====== EXCERPTED DATA ======
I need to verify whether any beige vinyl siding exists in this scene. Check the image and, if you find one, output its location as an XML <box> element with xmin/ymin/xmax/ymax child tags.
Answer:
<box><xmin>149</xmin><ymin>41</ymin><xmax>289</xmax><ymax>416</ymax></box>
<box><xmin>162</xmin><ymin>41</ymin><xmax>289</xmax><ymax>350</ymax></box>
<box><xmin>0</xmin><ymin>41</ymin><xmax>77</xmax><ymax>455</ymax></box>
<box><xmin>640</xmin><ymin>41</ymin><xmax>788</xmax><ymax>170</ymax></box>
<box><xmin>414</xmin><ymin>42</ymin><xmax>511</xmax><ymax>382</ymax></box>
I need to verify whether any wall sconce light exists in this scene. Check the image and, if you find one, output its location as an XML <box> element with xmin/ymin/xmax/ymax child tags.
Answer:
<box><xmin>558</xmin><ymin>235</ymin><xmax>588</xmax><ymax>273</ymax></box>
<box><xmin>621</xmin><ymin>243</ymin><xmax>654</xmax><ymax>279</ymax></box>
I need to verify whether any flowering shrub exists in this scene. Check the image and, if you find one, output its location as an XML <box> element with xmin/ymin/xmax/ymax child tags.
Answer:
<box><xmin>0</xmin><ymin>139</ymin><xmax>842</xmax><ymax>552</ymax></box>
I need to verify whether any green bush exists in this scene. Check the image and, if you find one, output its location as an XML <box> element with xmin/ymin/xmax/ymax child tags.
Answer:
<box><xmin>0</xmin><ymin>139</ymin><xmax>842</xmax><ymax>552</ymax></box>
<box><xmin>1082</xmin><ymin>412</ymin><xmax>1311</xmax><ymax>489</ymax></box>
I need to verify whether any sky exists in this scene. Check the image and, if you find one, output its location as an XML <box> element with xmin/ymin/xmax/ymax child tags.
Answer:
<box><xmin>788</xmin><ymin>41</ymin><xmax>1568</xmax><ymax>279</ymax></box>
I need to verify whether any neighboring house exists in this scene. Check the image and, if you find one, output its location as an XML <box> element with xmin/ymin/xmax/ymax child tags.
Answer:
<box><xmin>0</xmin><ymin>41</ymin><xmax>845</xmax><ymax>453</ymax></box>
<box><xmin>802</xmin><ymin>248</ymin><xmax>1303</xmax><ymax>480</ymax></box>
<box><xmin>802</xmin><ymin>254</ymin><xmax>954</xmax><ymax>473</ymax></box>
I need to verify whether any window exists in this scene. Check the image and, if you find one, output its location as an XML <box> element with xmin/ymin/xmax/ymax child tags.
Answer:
======
* **CHALLENGE**:
Can you put every line of the data above into a numbered list, skipping any blank lines?

* **TASK RESPONSE**:
1. I need to verify whether any beige vinyl siding exists in this scene. Check the image and, if you find one, output its location as an XML <box> element with xmin/ymin/xmax/ymax child tags.
2. Answer:
3. <box><xmin>149</xmin><ymin>41</ymin><xmax>289</xmax><ymax>416</ymax></box>
4. <box><xmin>162</xmin><ymin>41</ymin><xmax>289</xmax><ymax>350</ymax></box>
5. <box><xmin>0</xmin><ymin>41</ymin><xmax>77</xmax><ymax>455</ymax></box>
6. <box><xmin>640</xmin><ymin>41</ymin><xmax>788</xmax><ymax>170</ymax></box>
7. <box><xmin>414</xmin><ymin>42</ymin><xmax>511</xmax><ymax>382</ymax></box>
8. I need to verify whether any wall sconce light exists in this scene. Check the image and, if you find one, output its location as an XML <box> element with xmin/ymin/xmax/ymax child tags.
9. Answer:
10. <box><xmin>558</xmin><ymin>235</ymin><xmax>588</xmax><ymax>273</ymax></box>
11. <box><xmin>621</xmin><ymin>243</ymin><xmax>654</xmax><ymax>279</ymax></box>
12. I need to verify whether any flowering shrub exists in this scene. Check the image and, if you find one, output its location as an XML <box> element with xmin/ymin/xmax/ymax child tags.
13. Answer:
14. <box><xmin>0</xmin><ymin>139</ymin><xmax>842</xmax><ymax>552</ymax></box>
15. I need to verify whether any green bush exists in this scene. Check the image and, if you find one, output its location as an XML <box> element with xmin/ymin/xmax/ymax child tags.
16. Answer:
17. <box><xmin>0</xmin><ymin>139</ymin><xmax>842</xmax><ymax>552</ymax></box>
18. <box><xmin>1082</xmin><ymin>412</ymin><xmax>1311</xmax><ymax>489</ymax></box>
19. I need to verify whether any sky exists in this scene. Check the image and, if you find one, output its location as an XML <box> element with xmin/ymin/xmax/ymax child tags.
20. Answer:
21. <box><xmin>788</xmin><ymin>41</ymin><xmax>1568</xmax><ymax>279</ymax></box>
22. I need to verify whether any neighboring house exists in this scene. Check the image and, if you find one, output its location as an XML <box> element with xmin/ymin/xmax/ymax child tags.
23. Answer:
24. <box><xmin>0</xmin><ymin>41</ymin><xmax>845</xmax><ymax>453</ymax></box>
25. <box><xmin>802</xmin><ymin>248</ymin><xmax>1303</xmax><ymax>480</ymax></box>
26. <box><xmin>802</xmin><ymin>254</ymin><xmax>954</xmax><ymax>473</ymax></box>
27. I need to verify whether any window exists in this scene. Check the image and, if you find one, output its location as an XML <box> element with xmin/ymin/xmax/ymax child tags.
28. Answer:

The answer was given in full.